BEGIN SOURCE MATERIAL
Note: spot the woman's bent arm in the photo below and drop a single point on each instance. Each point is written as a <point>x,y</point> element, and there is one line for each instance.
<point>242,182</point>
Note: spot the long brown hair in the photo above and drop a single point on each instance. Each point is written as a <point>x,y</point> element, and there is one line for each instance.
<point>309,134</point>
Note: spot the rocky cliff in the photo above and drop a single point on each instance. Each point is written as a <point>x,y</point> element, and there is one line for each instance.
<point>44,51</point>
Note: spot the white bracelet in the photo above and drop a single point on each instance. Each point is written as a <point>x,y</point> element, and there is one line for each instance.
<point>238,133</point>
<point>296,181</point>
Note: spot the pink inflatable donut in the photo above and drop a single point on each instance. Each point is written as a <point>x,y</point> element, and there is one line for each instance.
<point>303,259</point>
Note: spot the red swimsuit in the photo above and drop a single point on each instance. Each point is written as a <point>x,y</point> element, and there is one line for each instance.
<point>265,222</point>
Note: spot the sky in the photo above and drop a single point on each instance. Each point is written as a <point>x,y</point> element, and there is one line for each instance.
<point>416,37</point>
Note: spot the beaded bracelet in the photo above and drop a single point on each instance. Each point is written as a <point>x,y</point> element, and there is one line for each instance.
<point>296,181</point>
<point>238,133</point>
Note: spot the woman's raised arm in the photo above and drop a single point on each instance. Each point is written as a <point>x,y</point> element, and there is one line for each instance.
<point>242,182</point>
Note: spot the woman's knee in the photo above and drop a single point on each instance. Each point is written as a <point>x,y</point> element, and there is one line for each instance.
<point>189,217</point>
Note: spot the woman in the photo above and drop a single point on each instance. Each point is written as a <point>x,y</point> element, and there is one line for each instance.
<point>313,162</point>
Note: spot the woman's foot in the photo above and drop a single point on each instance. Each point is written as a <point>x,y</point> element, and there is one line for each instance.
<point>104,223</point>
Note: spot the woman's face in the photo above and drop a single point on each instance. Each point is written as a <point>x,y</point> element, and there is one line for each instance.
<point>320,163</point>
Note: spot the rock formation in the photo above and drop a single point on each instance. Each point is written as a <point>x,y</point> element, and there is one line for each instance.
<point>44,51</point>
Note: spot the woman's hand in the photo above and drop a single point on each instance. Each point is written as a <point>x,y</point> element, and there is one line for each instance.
END SOURCE MATERIAL
BEGIN SOURCE MATERIAL
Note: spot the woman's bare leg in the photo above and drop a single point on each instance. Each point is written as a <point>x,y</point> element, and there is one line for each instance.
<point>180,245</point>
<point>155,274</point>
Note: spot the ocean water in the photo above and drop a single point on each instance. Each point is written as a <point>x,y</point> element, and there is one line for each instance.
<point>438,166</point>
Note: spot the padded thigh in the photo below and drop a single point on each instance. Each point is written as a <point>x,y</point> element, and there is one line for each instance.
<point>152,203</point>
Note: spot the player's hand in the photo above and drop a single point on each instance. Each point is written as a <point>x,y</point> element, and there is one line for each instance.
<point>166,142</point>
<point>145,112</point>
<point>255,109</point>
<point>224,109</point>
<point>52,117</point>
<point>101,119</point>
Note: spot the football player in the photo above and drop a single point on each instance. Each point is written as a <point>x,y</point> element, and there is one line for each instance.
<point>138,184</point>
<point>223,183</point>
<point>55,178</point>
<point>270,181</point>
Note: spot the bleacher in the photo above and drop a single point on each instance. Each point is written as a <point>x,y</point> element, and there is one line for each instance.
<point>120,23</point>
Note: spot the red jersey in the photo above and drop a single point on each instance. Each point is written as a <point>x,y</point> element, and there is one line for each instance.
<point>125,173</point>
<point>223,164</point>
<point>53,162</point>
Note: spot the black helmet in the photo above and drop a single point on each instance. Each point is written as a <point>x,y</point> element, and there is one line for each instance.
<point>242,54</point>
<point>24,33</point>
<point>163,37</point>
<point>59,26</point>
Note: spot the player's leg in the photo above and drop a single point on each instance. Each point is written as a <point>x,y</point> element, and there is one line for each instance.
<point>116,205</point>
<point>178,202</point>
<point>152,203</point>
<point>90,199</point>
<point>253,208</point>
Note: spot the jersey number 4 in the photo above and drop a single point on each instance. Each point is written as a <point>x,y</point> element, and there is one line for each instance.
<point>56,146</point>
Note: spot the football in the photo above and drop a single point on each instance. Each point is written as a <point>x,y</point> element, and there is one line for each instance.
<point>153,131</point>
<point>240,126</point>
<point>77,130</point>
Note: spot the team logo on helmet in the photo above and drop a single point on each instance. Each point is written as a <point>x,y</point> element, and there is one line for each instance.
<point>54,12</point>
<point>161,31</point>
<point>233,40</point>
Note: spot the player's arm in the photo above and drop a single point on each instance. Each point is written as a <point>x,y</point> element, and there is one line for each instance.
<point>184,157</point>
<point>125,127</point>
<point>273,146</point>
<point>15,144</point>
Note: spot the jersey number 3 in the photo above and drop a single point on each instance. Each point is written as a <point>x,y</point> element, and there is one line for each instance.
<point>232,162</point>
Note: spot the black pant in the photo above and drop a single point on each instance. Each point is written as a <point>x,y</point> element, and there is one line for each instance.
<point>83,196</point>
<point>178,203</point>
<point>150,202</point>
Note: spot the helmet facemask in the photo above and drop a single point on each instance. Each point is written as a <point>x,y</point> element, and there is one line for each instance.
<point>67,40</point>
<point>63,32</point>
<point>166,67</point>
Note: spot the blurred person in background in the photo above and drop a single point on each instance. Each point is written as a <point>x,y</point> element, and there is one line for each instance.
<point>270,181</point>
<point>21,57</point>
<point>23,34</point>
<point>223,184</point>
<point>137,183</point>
END SOURCE MATERIAL
BEGIN SOURCE MATERIAL
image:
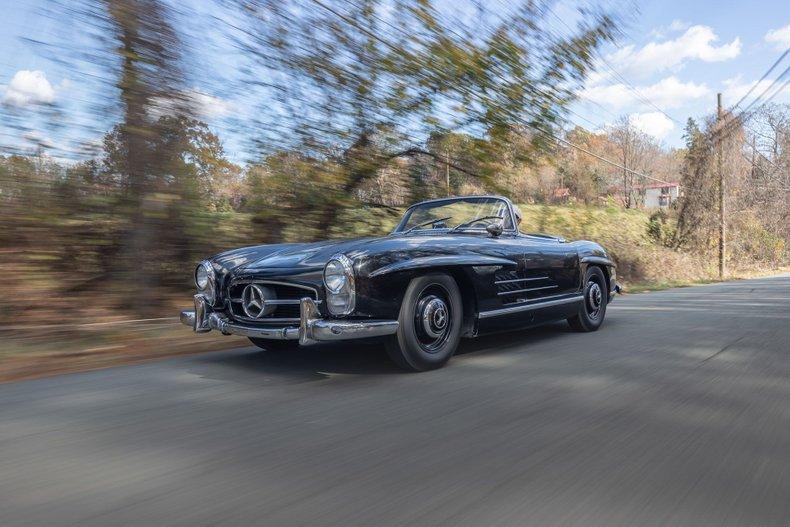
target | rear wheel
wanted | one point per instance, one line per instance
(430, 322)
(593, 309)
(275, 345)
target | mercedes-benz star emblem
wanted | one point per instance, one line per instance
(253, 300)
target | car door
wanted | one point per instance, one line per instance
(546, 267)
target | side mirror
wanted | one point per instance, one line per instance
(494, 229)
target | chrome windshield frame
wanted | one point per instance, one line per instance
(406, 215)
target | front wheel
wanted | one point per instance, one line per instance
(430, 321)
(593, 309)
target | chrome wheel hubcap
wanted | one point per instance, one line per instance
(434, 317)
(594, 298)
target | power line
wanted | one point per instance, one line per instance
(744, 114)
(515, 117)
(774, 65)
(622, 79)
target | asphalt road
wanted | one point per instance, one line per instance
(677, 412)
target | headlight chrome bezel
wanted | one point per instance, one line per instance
END SOURCE MATERIAL
> **EXERCISE DETAILS**
Each line of the data in which the string "target" appears needs to be copied.

> **PROBLEM SOLUTION**
target | rear wheel
target | mercedes-benz star emblem
target | car door
target | side mirror
target | chrome windshield frame
target | front wheel
target | chrome wheel hubcap
target | power line
target | asphalt road
target | headlight chrome bezel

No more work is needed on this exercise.